DO THIS:
Extract each line of the records below that contains the string "canadian". Treat uppercase and lowercase letters as different.

MATERIALS PROVIDED:
● ● ●

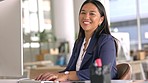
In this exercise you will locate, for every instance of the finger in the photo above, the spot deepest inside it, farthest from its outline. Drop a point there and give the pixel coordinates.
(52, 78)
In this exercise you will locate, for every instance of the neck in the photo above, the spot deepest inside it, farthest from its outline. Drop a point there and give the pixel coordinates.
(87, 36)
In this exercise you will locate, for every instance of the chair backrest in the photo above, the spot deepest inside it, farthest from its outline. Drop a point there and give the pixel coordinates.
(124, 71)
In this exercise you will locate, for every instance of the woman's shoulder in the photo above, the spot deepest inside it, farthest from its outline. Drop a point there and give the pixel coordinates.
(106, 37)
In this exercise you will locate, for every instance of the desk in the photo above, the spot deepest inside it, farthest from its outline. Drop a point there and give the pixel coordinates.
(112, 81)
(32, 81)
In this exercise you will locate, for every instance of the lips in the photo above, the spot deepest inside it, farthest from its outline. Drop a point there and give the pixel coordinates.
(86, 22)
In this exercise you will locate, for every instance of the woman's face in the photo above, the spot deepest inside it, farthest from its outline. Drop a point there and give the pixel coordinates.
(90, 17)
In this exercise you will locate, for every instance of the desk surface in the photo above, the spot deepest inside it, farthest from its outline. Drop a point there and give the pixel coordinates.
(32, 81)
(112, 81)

● ● ●

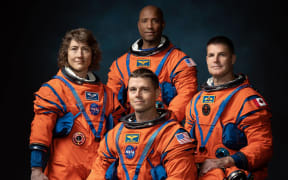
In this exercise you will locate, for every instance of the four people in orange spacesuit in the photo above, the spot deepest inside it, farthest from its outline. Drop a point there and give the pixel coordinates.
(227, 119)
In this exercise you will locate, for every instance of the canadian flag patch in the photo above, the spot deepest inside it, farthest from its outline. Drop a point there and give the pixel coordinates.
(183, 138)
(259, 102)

● ● ●

SOLUTION BELOW:
In this exercise you will locate, for every instance of the canadian flag patch in the photo above, the spot deepest inside it, farthest from its outline. Drop a point there and give the pixel coordinates.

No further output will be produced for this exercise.